[Image-grounded pointing data]
= Beginning of Section =

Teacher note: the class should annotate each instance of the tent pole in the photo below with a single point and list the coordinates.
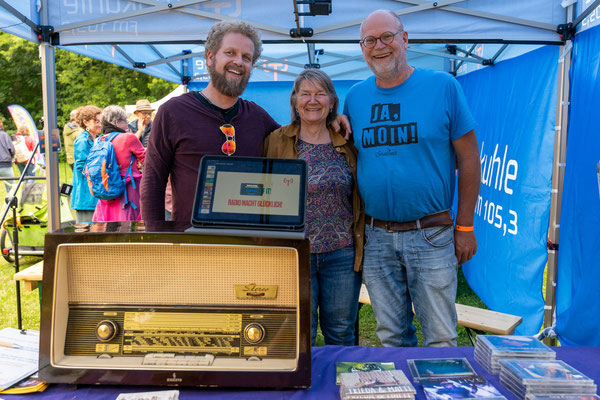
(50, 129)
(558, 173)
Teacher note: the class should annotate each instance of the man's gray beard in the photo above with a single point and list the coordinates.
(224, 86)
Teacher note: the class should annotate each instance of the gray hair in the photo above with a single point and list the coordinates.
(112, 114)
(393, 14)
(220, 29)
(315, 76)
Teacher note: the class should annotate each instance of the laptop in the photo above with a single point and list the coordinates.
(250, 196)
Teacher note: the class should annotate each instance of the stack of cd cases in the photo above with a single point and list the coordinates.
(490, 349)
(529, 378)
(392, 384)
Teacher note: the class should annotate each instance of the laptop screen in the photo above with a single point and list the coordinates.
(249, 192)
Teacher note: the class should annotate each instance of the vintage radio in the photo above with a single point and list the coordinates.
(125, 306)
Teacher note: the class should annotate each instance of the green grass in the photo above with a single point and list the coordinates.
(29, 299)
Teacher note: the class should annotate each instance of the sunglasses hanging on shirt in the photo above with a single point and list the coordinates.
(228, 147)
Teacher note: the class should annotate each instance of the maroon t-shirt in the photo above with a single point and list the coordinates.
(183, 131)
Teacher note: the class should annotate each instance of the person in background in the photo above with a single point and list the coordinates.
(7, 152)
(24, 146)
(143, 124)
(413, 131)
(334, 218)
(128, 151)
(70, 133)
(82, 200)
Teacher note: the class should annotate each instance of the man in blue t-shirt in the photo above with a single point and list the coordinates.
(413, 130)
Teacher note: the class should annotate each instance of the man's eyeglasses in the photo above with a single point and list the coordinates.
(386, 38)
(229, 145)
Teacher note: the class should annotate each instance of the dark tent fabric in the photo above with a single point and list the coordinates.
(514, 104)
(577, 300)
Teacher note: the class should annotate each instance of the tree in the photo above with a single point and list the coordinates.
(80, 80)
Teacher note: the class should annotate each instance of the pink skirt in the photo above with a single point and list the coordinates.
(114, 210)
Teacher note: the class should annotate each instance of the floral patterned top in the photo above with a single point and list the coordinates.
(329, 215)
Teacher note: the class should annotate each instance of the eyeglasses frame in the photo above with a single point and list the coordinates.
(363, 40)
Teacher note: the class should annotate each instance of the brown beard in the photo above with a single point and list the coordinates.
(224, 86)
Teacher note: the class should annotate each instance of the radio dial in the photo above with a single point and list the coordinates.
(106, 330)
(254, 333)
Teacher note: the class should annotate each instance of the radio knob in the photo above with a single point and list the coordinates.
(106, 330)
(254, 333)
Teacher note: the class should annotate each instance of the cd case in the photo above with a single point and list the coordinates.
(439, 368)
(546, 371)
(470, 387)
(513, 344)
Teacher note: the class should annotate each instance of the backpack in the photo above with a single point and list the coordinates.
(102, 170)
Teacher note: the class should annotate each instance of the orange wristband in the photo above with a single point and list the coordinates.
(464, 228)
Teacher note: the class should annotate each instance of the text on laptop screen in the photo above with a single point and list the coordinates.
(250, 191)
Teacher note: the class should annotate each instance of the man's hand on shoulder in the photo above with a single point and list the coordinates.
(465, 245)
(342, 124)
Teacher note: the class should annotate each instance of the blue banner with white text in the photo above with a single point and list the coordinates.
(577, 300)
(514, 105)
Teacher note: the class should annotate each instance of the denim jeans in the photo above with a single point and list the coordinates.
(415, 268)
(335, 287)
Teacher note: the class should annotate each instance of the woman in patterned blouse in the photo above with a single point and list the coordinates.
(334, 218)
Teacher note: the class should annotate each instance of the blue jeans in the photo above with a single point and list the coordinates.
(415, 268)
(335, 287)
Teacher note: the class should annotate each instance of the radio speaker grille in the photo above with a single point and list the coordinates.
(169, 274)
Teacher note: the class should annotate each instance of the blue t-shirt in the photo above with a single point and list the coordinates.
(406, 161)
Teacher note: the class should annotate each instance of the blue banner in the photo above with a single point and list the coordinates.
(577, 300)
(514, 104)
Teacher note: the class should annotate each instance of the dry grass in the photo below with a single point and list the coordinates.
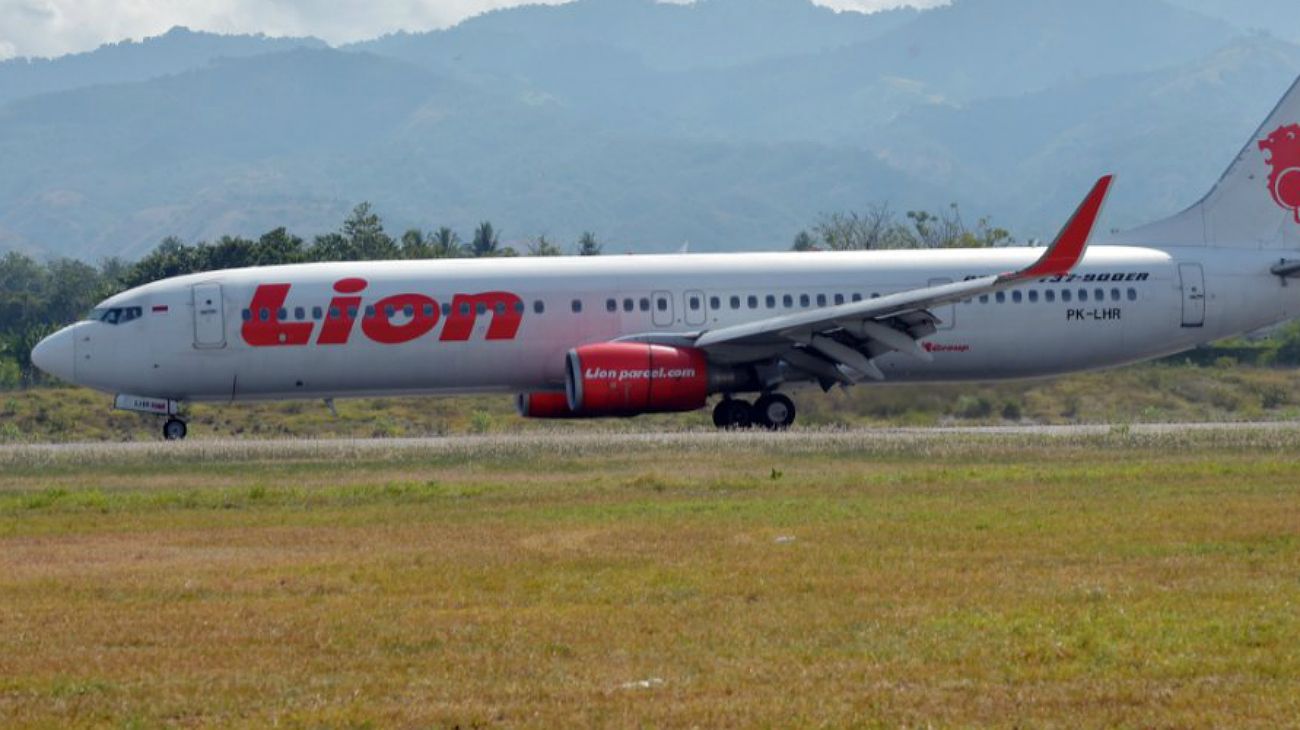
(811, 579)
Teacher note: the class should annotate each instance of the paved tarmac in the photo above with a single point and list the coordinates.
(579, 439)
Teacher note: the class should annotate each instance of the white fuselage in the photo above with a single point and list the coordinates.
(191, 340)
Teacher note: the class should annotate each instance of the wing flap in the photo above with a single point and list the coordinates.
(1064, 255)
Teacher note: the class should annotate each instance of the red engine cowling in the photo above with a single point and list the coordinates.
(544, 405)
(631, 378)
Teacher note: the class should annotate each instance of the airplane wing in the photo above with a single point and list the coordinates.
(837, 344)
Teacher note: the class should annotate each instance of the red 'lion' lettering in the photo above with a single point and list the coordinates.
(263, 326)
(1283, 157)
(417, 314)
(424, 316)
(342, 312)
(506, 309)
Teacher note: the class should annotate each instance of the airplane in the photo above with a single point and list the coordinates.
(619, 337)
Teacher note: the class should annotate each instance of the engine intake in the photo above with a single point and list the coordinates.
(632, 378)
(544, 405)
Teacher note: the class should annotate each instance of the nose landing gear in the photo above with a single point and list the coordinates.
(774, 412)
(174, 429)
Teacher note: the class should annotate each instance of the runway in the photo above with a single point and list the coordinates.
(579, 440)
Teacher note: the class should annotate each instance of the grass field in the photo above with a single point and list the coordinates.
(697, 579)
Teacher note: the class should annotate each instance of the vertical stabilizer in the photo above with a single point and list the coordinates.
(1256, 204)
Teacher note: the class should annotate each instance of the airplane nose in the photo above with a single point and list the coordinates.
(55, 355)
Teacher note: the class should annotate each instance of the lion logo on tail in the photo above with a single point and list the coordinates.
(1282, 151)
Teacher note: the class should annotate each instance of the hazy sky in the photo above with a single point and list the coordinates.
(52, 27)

= End of Section =

▶ **ACTIVITY**
Copy out all the data exactly. No images belong in the copy.

▶ **RESPONSE AREA**
Teacher note: the class should annotate each instance of the tent pole in the photo below with a single point and list the coordinates.
(50, 129)
(558, 173)
Teacher note: the class should annotate each instance of the man's gray beard in the photo above with a single point and list the coordinates.
(224, 86)
Teacher note: the class should annotate each instance of the gray hair in the photo above with a single point and list the coordinates.
(112, 114)
(393, 14)
(220, 29)
(315, 76)
Teacher note: the class should annotate each instance of the laptop in the photo above with a single point and list the coordinates.
(250, 196)
Teacher note: the class should annotate each instance of the stack of cd cases in the photo above with a single point and list the coordinates.
(490, 349)
(529, 378)
(392, 384)
Teacher note: the class should annotate each instance of the laptop screen in the photo above with a single point and list the coordinates.
(249, 192)
Teacher note: the class should annotate each instance of the vintage radio in the photo above with a single point and list the coordinates.
(125, 306)
Teacher note: the class should annotate each instance of the green grass in the photo above with a single point and list the coordinates.
(29, 299)
Teacher note: the class should annotate each instance of the sunglasses hanging on shirt in the photo above with a single point and list the coordinates.
(228, 147)
Teacher note: the class should annotate each instance of the maroon t-shirt in the photo above with a single point and list the coordinates.
(183, 131)
Teacher note: the class should annotate each instance of the person in background in the photo above with a single point and list the coordinates.
(7, 152)
(24, 146)
(143, 124)
(413, 131)
(334, 218)
(128, 151)
(70, 133)
(82, 200)
Teacher note: the class should annotate each instance of the man in blue t-shirt in the photo above with a single point and list the coordinates.
(413, 130)
Teacher note: the class should annotate each instance of the man's eyeglasses in the photo above with a single point and list the coordinates.
(386, 38)
(229, 145)
Teacher note: the class should annotate each instance of the dark tent fabric in the photo above with a single point and list the coordinates.
(514, 104)
(577, 300)
Teacher note: the class should annotate each instance of the tree in the photo above with a single point and list the coordinates.
(80, 80)
Teacher note: the class should annotate each instance of the pink skirt in the photo above with a single point and list the coordinates.
(114, 210)
Teacher note: the class should annotate each instance of the floral patterned top in the photo above with a single point and list the coordinates.
(329, 215)
Teacher note: the class should annotate each instance of the eyeglasses frame in the photo above with a single point and list the coordinates.
(363, 40)
Teacher note: the class should annotate each instance of the brown beard in the photo above with a single point and list the coordinates.
(224, 86)
Teacher note: the class should annotate each instance of the radio dial in the photo above with a single point and list the coordinates.
(106, 330)
(254, 333)
Teacher note: the class should annotate each instance of the radio knob in the photo above with a single point and list the coordinates.
(106, 330)
(254, 333)
Teacher note: the class should annotate each instance of the cd case in the photo above with a single point and list the coordinates.
(439, 368)
(546, 371)
(470, 387)
(513, 344)
Teacher note: the class should annotate each instance of the backpack in the photo above with a single point and list the coordinates.
(102, 170)
Teacher note: the class should annotate each instance of the orange wristband in the photo above with a single point and list the coordinates.
(464, 228)
Teacher note: the class should annotate each instance of the text on laptop screen in the photo above with a single point and list the coordinates.
(250, 191)
Teacher note: the class should annotate each instance of the man's hand on shoulder in the photo above with a single point and list the coordinates.
(465, 245)
(342, 124)
Teacher note: the class should annotate each instance of the blue banner with white text in the photo above with a single point and list the coordinates.
(577, 300)
(514, 105)
Teacher note: the class should annotate each instance of the denim jeans in the photo above with a single point and list the coordinates.
(415, 268)
(335, 287)
Teacher note: the class should annotate each instance of the woman in patterned blouse in the photo above with a single point and list the coordinates.
(334, 218)
Teacher note: the class should annotate each instance of the blue jeans in the photo above with a single point and list the coordinates.
(415, 268)
(335, 287)
Teacher note: the class should annotate each instance of the radio speaker grille in the photo above with a single point and list the coordinates.
(169, 274)
Teacher note: the class should annotate each instance of the blue t-shirt in the photo above with a single point and list the coordinates.
(406, 161)
Teacher note: the class should annotate each instance of the blue banner in the photo above with a single point and list the coordinates.
(577, 300)
(514, 104)
Teacher note: the class should annotate each instance of the dry grass in the photo below with a single point and list the coordinates.
(811, 579)
Teacher note: the class should annotate each instance of the paved tarmac in the photo above with a single point and list the coordinates.
(579, 439)
Teacher note: the class should annotate each instance of the white fuselage in the photo above with a single point and list the coordinates.
(191, 340)
Teacher note: the class should annotate each instance of the wing flap in the photo above with a single point and list the coordinates.
(1064, 255)
Teacher note: the class should annotate each instance of the red engine cowling in the photo above with a single point and list the coordinates.
(544, 405)
(631, 378)
Teacher note: the class should annotate each instance of the airplane wing in the photo above with a single point and list the coordinates.
(837, 344)
Teacher note: the class should annotate each instance of the red 'lion' lettering in the photo above with a single point and list the coordinates.
(263, 326)
(1283, 157)
(417, 314)
(424, 316)
(342, 312)
(506, 309)
Teacher note: the class should annotate each instance of the airplane in the photo above with a single point and list the coordinates.
(619, 337)
Teacher note: the class should annotate each instance of the engine intake in the photo above with a single point and list the coordinates.
(632, 378)
(544, 405)
Teacher note: the class should annotate each instance of the nose landing gear in the photo above with a single point and list the coordinates.
(774, 412)
(174, 429)
Teacher note: the class should annotate each instance of the runway in the photo above with a single point and list the coordinates.
(579, 440)
Teacher note: the class should annotate each instance of the grass field in the photo above with a single point and list the coordinates.
(697, 579)
Teacher note: the class should annotate each instance of the vertical stabilizer in the photo above with a single point and list the coordinates.
(1256, 204)
Teacher note: the class should annotate each instance of the airplane nose in the photo above with a single point and list the coordinates.
(55, 355)
Teacher note: the class should annotate each instance of the lion logo on tail in the photo above with a single point and list the coordinates.
(1282, 151)
Teacher note: the class should annotate each instance of the hazy sky in the photo above with a single point and list the coordinates.
(52, 27)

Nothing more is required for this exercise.